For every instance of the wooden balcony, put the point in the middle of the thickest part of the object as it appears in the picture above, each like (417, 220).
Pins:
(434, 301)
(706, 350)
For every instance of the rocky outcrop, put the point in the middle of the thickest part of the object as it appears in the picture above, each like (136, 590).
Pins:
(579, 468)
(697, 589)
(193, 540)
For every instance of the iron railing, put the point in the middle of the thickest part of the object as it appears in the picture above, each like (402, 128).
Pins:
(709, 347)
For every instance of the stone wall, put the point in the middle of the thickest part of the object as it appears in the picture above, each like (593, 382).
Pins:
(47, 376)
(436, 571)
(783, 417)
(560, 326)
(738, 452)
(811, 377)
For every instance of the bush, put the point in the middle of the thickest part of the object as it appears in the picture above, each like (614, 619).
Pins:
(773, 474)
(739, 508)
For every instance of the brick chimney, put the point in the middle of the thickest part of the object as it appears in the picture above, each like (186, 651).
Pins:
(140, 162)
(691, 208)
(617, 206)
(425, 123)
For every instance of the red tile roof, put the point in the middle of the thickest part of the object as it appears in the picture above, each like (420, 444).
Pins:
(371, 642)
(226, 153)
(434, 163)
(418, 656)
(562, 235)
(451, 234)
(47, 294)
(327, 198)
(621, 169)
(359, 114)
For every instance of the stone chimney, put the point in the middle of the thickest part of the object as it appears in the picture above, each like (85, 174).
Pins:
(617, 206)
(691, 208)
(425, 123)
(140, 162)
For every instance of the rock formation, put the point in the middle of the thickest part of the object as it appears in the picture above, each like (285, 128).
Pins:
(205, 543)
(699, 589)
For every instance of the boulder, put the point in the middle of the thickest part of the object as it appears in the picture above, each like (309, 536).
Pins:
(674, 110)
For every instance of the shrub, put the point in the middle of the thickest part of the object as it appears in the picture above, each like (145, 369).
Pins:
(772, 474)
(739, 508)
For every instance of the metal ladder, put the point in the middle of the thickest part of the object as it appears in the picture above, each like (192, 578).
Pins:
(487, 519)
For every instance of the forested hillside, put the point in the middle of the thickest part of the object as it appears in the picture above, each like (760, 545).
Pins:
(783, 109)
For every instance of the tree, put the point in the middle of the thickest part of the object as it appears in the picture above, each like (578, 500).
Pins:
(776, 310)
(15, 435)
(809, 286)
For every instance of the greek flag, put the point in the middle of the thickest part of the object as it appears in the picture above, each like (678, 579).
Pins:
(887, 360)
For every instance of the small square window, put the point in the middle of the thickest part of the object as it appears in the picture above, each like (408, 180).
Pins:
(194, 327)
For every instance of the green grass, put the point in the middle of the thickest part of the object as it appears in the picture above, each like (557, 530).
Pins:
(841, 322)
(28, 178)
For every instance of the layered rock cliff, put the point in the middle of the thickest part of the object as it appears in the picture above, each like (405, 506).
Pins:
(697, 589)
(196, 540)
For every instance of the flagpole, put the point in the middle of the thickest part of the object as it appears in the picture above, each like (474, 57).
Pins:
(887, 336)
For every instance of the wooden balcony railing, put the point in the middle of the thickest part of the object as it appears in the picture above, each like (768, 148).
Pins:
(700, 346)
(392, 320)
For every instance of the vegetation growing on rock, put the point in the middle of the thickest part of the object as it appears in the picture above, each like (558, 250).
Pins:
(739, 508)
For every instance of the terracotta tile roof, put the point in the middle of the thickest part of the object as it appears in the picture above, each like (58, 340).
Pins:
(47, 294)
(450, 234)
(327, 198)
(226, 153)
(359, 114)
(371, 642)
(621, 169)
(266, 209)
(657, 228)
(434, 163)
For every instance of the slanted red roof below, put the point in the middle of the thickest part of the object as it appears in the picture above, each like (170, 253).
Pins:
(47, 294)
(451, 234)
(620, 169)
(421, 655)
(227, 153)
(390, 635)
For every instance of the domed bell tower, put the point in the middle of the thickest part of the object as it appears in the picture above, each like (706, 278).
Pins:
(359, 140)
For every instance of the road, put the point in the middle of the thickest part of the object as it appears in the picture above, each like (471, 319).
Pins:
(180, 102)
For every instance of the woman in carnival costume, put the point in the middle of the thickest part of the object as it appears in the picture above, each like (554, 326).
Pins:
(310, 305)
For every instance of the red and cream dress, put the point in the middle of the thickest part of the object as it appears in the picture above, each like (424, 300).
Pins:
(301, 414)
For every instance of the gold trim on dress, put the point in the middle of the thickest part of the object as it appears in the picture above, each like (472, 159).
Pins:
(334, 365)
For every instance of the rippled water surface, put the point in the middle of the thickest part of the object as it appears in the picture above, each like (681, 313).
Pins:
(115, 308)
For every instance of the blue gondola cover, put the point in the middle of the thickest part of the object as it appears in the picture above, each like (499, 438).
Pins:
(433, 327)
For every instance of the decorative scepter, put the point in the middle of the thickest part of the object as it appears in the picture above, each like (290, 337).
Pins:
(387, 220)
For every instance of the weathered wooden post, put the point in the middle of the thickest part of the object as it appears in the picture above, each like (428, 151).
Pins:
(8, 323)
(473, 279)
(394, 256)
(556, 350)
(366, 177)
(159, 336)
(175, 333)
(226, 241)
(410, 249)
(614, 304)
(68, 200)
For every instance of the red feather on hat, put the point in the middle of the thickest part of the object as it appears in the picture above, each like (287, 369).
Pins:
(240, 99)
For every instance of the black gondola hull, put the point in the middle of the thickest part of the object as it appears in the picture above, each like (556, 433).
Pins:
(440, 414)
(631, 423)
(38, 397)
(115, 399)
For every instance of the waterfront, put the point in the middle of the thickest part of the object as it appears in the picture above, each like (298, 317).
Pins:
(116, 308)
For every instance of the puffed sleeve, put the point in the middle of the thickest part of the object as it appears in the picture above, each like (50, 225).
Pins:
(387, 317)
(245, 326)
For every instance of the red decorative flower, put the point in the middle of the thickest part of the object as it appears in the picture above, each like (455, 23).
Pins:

Your goal:
Without omitting anything, retype all of the material above exactly.

Response to this task:
For every instance of the wooden balcony, put the point in the middle of the thickest part of the object as it appears in the picture above, each like (417, 220).
Pins:
(434, 301)
(706, 350)
For every instance of the rocky outcrop, put the point in the middle of the thickest part of the object as it appears in the picture above, each like (136, 590).
Pins:
(579, 468)
(697, 589)
(193, 540)
For every instance of the iron railing, put the point in the middle of the thickest part of the object as it appears in the picture above, each like (402, 128).
Pins:
(709, 347)
For every instance of the stone wall, put the point in the middle of the thickest part of the object as it appears in the picture above, each like (593, 382).
Pins:
(47, 376)
(436, 571)
(783, 417)
(560, 326)
(738, 452)
(811, 377)
For every instance of the bush, put the point in the middle of the thickest part of the object as it appears in the picture above, each like (614, 619).
Pins:
(773, 474)
(739, 508)
For every instance of the brick chimney, put the point in the middle of the thickest part of the object as it appears in the picture above, each like (186, 651).
Pins:
(140, 162)
(691, 208)
(617, 206)
(425, 123)
For every instance of the red tile roof, put the point in the middle of the thickest part of the object as it appears in the picture above, each like (420, 444).
Pins:
(371, 642)
(226, 153)
(434, 163)
(418, 656)
(562, 235)
(451, 234)
(47, 294)
(327, 198)
(621, 169)
(359, 114)
For every instance of the stone chimney, put the point in the middle of the thickest part of the object as it appears in the picture above, each like (85, 174).
Pins:
(617, 206)
(691, 208)
(425, 123)
(140, 162)
For every instance of the rock formation, put the point in the middle of the thickest part of the object as it appears in the picture above, each like (285, 128).
Pins:
(205, 543)
(699, 589)
For every instance of the boulder, put the point in the middle of the thickest part of the object as it appears in the picture above, each like (309, 536).
Pins:
(674, 110)
For every instance of the shrub, put the point in the middle of the thickest part of the object as it appears in the picture above, each like (145, 369).
Pins:
(772, 474)
(739, 508)
For every instance of the metal ladder, put the point in the middle of the thickest part of the object as it appears in the picture above, each like (192, 578).
Pins:
(487, 519)
For every instance of the forested hillside, put the point in the middle of the thickest part of the object as it appears in the picture above, each like (760, 545).
Pins:
(783, 109)
For every instance of the tree, put the point in the middle of the thickest part of the object as it appears in the picture above, each like (578, 500).
Pins:
(776, 310)
(15, 435)
(809, 286)
For every instance of the greek flag, put the point in the middle of the thickest part of the object as it appears in the picture above, each like (678, 579).
Pins:
(887, 360)
For every instance of the small square window, put the point in the middle of the thickest part of the object as it appears in the picture above, each like (408, 180).
Pins:
(194, 327)
For every instance of the green grass, put the point in the middle of the thickest part of the object as it appears in the picture above, each like (557, 530).
Pins:
(841, 322)
(28, 178)
For every instance of the layered rock cliff, put the point in the middle of the thickest part of the object as it appears in the picture above, each like (405, 506).
Pins:
(697, 589)
(196, 540)
For every instance of the flagpole, put the point in the middle of the thickest part of the object as it appears in the picture above, each like (474, 57).
Pins:
(887, 336)
For every instance of the wooden balcony railing, put the point in the middle of the thickest part of the object as it appears in the picture above, each like (768, 148).
Pins:
(700, 346)
(392, 320)
For every instance of the vegetation growing on rock, put the point in the middle of the thickest part of the object as it appears in the picture above, each like (558, 250).
Pins:
(739, 508)
For every instance of the terracotta tile roof, put the point in the middle of the thickest part of the object as it appears in the picture above, each like (58, 340).
Pins:
(47, 294)
(450, 234)
(327, 198)
(226, 153)
(359, 114)
(371, 642)
(621, 169)
(266, 209)
(657, 228)
(434, 163)
For every instance of the slanted red roof below, put the point in the middle of the thickest part of the object as it appears in the picture above, each like (170, 253).
Pins:
(47, 294)
(451, 234)
(620, 169)
(421, 655)
(227, 153)
(390, 635)
For every instance of the domed bell tower, put the point in the middle of the thickest part of the object as it appears in the picture above, each like (706, 278).
Pins:
(359, 140)
For every instance of the road, put the point in the middle of the thickest part of the object as it appears in the picture above, each like (471, 319).
Pins:
(180, 102)
For every instance of the woman in carnival costume, put the point in the middle of the thickest part of the object as it appears in the picture above, each like (554, 326).
Pins:
(310, 305)
For every instance of the red and cream dress, put the point in the middle of the thickest part of the object as it appears in the picture above, each like (424, 300).
Pins:
(301, 414)
For every instance of the gold trim on dress, put the point in the middle of the thickest part of the object as it appears in the picture above, each like (472, 159).
Pins:
(334, 365)
For every instance of the rippled water surface, put the point in the middle of the thickest part of the object as it appears in the picture above, each like (681, 313).
Pins:
(115, 308)
For every instance of the blue gondola cover, put the point in the middle of the thickest part of the object as it appears in the picture above, each like (499, 438).
Pins:
(433, 327)
For every instance of the decorative scepter, put the point in the middle of the thickest part of the object as it appears in the picture above, each like (290, 337).
Pins:
(387, 220)
For every instance of the weathered wooden post, put the point in the middle of the thickest part of the object as it appears in the picture above, each like (428, 151).
Pins:
(8, 323)
(473, 279)
(394, 256)
(556, 350)
(366, 177)
(159, 336)
(175, 333)
(226, 241)
(410, 249)
(614, 304)
(68, 200)
For every instance of the red feather on hat, put the point in the middle of the thickest part of the object as it appears in the picture above, each like (287, 369).
Pins:
(240, 99)
For every instance of the black gondola hull, put the point in the middle of the thickest part of the object as it appears in the picture above, each like (556, 433).
Pins:
(440, 414)
(631, 423)
(38, 397)
(115, 399)
For every instance of the waterfront, put the point in the middle of the thickest part of the object as it appears in the picture above, each like (298, 317).
Pins:
(116, 308)
For every instance of the puffed sleeve, put the point in the middle of the thickest part of the object as it appears in the picture above, each like (50, 225).
Pins:
(387, 317)
(245, 326)
For every instance of the red decorative flower, put the point in the middle of the thickest part of the object as it appears in the picture above, each like (455, 23).
Pins:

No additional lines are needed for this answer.